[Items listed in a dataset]
/---

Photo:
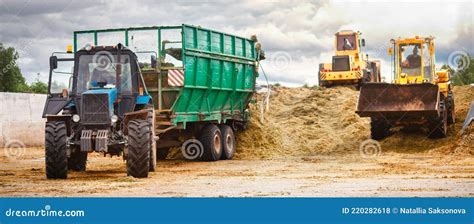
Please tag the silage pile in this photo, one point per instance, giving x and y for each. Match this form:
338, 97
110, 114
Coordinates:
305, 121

\---

* Exercise requirements
Repeat the records word for word. Any picture in them should be left out.

* Answer to this task
Photo:
Please tag the silage pile in this photo, one point per instance, giving x and y for each. Match this form:
338, 97
110, 114
Coordinates:
305, 121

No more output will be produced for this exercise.